ARBEITSAUFTRAG A: Wann und für welche Unternehmen trat das Lieferkettensorgfaltspflichtengesetz laut dem Marktüberblick zum Handels- und Vertriebsrecht in Kraft?
ARBEITSAUFTRAG B: Führen Sie den Marktüberblick zum Handels- und Vertriebsrecht in Deutschland im Anschluss an seinen letzten Satz weiter.

EXTRAHIERTER TEXT:

Marktüberblick in Deutschland

Das Handels- und Vertriebsrecht stand im Berichtszeitraum ganz im Zeichen kriselnder Lieferketten. Die ohnehin schon durch Covid-19 beanspruchten Transportwege wurden durch weitere Lockdowns chinesischer Häfen im Rahmen der Null-Covid-Strategie des Landes massiv verschärft. Darüber klagte das verarbeitende Gewerbe, das folglich unter starken Nachschubproblemen litt und dem der Ukraine-Krieg einen weiteren Strich durch die Rechnung machte. Gepaart mit der anhaltenden Halbleiterkrise standen Lieferketten auch 2022 unter Dauerstress, was sich für viele Kanzleien nicht nur in einem erhöhten Beratungsbedarf niederschlug, sondern auch eine erhöhte Streitbereitschaft der Mandantschaft mit sich zog.

Die deutsche Wirtschaft bereitete sich währenddessen auf das Lieferkettensorgfaltspflichtengesetz vor, das im Januar 2023 für Unternehmen mit mindestens 3000 Beschäftigten in Kraft trat. Die Einhaltung menschenrechtlicher Sorgfaltspflichten in den Lieferketten wird dadurch erstmals vorgeschrieben und verlangt von Unternehmen unter anderem die Einrichtung eines Risikomanagements. Im Februar 2022 veröffentlichte die Europäische Kommission ihren eigenen Vorschlag einer Richtlinie zu dem Thema, die – sollte sie in dieser Form in Kraft treten – eine deutliche Nachschärfung des deutschen Gesetzes erfordern würde.

In legislativer Hinsicht gab es im Berichtszeitraum vor allem zwei weitere relevante Veränderungen auf EU-Ebene für das Handels- und Vertriebsrecht: Die neue Dual-Use-Verordnung, die im September 2021 wirksam wurde, schreibt striktere Vorschriften für die Ausfuhr bestimmter Güter vor, die sowohl zivil als auch militärisch nutzbar sind. Im Juni 2022 trat die neue Vertikal-Gruppenfreistellungsverordnung der Europäischen Kommission in Kraft, die darauf zielt, das Kartellrecht zu modernisieren und die Zulässigkeit bestimmter Geschäftspraktiken zu klären.

DATENBESTAND:
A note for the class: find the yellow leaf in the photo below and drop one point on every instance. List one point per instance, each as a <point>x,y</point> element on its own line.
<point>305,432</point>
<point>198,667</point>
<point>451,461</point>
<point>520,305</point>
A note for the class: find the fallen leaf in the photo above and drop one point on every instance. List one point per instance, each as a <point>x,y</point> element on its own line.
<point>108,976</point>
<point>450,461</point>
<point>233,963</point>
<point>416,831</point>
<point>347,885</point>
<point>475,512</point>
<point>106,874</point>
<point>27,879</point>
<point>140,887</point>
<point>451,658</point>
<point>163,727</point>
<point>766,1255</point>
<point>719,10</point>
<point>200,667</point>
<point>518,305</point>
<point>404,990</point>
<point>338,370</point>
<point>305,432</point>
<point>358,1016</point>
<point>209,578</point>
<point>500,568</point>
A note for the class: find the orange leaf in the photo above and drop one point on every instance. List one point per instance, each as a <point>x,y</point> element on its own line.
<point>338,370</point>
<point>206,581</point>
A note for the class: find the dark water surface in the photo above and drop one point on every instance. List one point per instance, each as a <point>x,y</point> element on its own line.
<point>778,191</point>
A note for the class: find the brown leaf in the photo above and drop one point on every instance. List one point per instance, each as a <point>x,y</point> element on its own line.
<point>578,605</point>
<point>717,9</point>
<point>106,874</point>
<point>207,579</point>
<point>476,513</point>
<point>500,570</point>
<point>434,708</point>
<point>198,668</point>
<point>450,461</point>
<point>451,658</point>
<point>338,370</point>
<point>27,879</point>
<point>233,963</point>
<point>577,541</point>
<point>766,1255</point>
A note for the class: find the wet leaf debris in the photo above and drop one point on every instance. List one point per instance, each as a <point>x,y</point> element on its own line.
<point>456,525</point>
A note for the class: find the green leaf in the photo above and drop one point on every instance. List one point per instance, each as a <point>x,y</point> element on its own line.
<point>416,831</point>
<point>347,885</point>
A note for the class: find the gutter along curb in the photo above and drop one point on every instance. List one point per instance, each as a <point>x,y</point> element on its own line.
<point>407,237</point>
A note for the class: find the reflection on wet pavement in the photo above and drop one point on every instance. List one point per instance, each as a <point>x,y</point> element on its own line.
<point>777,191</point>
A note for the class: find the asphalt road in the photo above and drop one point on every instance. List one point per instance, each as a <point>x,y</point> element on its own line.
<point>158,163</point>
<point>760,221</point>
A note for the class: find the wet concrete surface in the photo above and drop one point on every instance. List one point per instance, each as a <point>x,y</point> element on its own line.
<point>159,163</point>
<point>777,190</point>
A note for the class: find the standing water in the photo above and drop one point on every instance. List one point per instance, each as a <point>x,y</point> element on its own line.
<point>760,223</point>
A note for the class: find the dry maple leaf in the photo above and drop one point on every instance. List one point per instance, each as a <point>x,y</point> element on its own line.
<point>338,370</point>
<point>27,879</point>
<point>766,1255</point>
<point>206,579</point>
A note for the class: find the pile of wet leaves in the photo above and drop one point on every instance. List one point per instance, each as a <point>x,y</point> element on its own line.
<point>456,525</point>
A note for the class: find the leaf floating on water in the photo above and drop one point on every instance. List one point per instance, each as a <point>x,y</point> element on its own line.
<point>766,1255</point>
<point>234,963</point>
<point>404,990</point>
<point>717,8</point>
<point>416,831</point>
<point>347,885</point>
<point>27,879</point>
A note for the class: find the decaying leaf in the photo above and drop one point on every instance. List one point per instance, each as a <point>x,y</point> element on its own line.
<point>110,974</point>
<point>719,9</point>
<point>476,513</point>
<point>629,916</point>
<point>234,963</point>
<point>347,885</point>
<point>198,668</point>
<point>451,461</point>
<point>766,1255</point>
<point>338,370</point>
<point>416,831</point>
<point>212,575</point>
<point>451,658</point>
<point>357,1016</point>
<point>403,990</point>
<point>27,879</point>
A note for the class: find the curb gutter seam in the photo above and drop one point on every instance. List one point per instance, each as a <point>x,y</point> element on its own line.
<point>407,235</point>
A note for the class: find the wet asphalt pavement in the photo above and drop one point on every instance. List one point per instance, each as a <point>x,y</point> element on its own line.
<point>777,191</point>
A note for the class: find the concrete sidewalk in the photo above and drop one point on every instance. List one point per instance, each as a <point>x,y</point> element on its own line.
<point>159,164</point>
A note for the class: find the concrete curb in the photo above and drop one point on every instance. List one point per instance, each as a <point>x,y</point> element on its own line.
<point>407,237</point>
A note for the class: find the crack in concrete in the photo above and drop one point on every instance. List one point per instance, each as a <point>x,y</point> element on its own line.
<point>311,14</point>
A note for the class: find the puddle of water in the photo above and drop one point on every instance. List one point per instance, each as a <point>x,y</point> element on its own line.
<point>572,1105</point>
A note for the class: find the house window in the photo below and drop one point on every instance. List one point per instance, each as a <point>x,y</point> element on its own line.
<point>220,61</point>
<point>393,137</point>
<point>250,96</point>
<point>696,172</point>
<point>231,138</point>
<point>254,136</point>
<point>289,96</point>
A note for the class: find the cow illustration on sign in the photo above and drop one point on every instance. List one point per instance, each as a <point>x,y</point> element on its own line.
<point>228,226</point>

ANTWORT ZUR ÜBUNG A: Es trat im Januar 2023 für Unternehmen mit mindestens 3000 Beschäftigten in Kraft.

ANTWORT ZUR ÜBUNG B:
Währenddessen hält die Digitalisierung auch im Handels- und Vertriebsrecht weiterhin Einzug und löst Beratungsbedarf bei der Erstellung neuer Vertriebssysteme und E-Commerce-Strategien aus. Die Logistik sieht sich dadurch erhöhter Anforderungen und einem kleineren Reaktionsfenster gegenübergestellt. Gerade angesichts der Dauerbelastung der Lieferketten erwägen viele Unternehmen alternative Beschaffungsstrategien wie Near-Sourcing oder Dual-Sourcing.

Im Außenwirtschaftsrecht gab es im Frühling 2022 einen abrupten Umbruch, bedingt durch den Kriegsausbruch in der Ukraine. Praxisgruppen sahen sich massivem Beratungsbedarf ausgesetzt, der die Abwicklung des Russland-Geschäfts vieler Unternehmen sowie eine sich ständig verändernde Sanktionslandschaft einschloss; so war im Juli 2022 bereits das siebte Sanktionspaket der EU binnen fünf Monate erlassen. Dabei bleibt das bestehende Beratungsgeschäft der Branche nicht stehen: Antidumpingzölle und Exportkontrolle sowie die kriselnden Handelsketten bleiben Dauerbrenner für Sozietäten.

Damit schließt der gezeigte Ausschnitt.